§ **KURZE ÜBUNG**: Zähle bitte, in wie vielen Zeilen der Datensätze die Zeichenfolge „handle“ vorkommt. Nenne nur die Zahl.

━━━

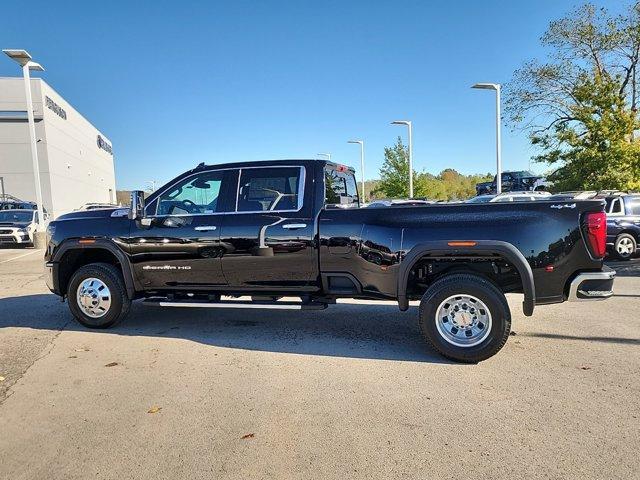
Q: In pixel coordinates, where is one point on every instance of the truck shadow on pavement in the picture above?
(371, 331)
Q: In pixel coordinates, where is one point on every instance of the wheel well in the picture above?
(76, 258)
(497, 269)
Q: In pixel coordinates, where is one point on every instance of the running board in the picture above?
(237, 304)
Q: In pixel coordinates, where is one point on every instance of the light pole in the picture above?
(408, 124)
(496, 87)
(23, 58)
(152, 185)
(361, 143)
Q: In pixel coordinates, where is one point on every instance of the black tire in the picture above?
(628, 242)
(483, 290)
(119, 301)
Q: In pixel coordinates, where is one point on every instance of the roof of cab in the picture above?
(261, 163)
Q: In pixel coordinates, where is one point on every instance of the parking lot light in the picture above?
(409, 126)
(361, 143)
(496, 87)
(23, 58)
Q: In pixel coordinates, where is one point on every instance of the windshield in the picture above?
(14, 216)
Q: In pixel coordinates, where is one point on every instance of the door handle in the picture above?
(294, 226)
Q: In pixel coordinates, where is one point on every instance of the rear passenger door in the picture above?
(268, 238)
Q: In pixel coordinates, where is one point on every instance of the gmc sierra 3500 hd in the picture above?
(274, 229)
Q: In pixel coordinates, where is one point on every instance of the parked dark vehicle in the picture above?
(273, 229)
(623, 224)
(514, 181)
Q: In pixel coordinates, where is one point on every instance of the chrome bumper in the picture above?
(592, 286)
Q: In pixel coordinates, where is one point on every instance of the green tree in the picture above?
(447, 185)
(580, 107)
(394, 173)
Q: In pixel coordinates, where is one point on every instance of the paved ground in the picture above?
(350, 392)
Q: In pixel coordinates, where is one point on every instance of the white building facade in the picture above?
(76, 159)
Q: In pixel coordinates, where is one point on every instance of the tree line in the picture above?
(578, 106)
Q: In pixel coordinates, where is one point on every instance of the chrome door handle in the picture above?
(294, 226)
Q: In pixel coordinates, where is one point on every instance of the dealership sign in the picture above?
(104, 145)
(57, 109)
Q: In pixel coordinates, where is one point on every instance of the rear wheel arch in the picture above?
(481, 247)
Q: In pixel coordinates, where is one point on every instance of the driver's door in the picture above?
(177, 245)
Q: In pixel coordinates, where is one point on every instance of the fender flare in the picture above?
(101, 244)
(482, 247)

━━━

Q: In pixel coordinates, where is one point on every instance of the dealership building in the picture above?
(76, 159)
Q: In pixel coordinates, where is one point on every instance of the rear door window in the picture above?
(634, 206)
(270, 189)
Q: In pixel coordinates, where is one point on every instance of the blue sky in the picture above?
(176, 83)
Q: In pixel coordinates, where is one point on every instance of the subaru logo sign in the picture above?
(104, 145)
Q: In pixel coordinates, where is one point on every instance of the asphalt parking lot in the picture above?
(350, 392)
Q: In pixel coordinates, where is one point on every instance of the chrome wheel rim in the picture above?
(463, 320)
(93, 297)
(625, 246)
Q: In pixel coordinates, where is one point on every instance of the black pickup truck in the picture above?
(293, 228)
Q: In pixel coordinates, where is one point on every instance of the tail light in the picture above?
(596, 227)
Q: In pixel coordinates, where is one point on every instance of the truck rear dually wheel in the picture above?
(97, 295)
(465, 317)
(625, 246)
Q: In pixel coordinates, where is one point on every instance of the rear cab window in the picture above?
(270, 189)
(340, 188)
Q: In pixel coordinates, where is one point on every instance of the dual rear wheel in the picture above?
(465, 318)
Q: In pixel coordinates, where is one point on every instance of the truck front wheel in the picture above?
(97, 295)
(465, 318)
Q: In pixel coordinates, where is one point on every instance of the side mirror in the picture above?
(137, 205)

━━━

§ **LÖSUNG**: 2